◆ Reading text ◆

Thursday, January 06, 2022

Mild Nonsense

Eric here has been a good source of expert information and opinion throughout the pandemic, yet he occasionally inclines towards overt scaremongering. 

i.e. "Reminder that Omicron is not intrinsically much milder at all".


Like many American academic voices it seems his propagation of fact is being consistently (over-)informed by the political polarisation around him. 

I recently read the first chapter of a book on European medieval history and was astonished by the repeated mentions of 'whiteness' and 'white supremacist' therein. I think it can be seriously unhealthy to make the way history might have been been used in contemporary discourse a fundamental part of the fabric of the actual story. 

Any book in English is going to be read by people all over the planet and not all of them are already entrenched in the same mindset. The effect is to export America's cultural warfare into the English-speaking world's intellectual ecosystem. 

Anyway, even as a non-scientist, I can spot the obvious flaws in the assertion that Omicron might not be mild once we 'adjust' for vaccination and previous infection. 

Firstly, and obviously, in spite of fewer vaccinations (and possibly fewer recuperating patients) in South Africa, it remained mild there. 

And how would one account for the fact that only one Omicron-covid patient in Scotland has so far been admitted into the ICU without reference to the variant's relative mildness?

◆ Exercises ◆
**a.** Name every word or phrase that the blog post on Omicron puts in single quotation marks.
**b.** According to the blog post on Omicron, how many Omicron-covid patients in Scotland have so far been admitted into the ICU?
**c.** Write what comes next in the blog post on Omicron, starting right after its closing question about Scotland.

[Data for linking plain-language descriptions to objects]
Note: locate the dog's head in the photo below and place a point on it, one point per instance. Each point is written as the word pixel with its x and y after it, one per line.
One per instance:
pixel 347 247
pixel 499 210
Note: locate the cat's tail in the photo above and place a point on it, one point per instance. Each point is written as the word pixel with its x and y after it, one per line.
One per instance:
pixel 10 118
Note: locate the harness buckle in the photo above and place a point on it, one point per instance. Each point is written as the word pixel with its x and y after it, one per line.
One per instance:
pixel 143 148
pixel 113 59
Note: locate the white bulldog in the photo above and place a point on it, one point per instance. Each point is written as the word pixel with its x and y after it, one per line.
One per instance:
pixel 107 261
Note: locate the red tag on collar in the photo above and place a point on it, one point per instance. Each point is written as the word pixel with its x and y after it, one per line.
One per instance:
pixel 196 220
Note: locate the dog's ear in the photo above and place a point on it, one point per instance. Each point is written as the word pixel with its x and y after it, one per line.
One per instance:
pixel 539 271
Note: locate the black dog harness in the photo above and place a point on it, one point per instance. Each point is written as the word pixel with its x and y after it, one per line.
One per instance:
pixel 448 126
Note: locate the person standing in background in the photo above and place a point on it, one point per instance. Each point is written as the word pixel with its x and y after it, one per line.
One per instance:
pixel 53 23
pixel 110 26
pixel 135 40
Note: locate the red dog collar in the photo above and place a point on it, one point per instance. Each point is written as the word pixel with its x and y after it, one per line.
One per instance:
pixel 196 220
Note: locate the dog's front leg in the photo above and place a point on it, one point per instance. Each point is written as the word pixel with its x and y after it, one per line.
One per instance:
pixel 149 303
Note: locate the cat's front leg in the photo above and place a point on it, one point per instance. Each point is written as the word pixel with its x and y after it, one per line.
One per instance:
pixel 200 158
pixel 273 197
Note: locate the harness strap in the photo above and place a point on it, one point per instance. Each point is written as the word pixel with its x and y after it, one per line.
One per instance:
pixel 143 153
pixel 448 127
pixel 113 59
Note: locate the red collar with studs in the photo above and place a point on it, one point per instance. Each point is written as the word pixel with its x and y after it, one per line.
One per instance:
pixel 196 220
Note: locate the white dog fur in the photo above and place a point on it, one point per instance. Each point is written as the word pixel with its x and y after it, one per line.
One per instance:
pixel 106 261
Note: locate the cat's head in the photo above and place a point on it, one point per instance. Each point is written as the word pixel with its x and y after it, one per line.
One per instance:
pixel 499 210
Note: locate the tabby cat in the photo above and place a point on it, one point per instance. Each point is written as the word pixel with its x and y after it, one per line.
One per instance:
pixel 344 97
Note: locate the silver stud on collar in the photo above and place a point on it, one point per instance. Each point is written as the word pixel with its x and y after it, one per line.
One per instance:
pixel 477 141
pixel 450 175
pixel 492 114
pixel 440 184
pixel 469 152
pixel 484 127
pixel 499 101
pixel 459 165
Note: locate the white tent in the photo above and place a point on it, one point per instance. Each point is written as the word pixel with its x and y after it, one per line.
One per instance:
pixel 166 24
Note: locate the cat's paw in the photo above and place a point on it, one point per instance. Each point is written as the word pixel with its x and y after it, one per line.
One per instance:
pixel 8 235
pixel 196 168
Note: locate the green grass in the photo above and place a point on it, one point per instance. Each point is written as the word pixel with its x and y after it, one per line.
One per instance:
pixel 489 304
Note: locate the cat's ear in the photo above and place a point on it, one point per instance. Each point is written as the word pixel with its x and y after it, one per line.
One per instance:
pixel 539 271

◆ Set of answers ◆
**a.** 'whiteness', 'white supremacist', 'adjust'

**b.** Only one.

**c.**
The UK would anyway seem to be the last place where this kind of 'adjustment' to the data could be done in a balanced manner. Over 90% of the population is now said to possess covid-specific antibodies, so the 'control' group is bound to be small and possibly unrepresentative. 

Given that one cannot infect one's test subjects on purpose, scientists in the UK would be relying on unvaccinated people randomly reporting severe symptoms or turning up at hospital. By then it would presumably be difficult to determine beyond doubt that there had been no previous infection. 

One group that is apparently experiencing Omicron as a more severe illness is the under-14s. This is also a group that is comparatively under-vaccinated, yet many might have been infected in 2020 with the earlier variants asymptomatically — and so perhaps never previously tested.




The comparative danger to children is probably real, but ought not to be used to make more generalised observations about the current wave.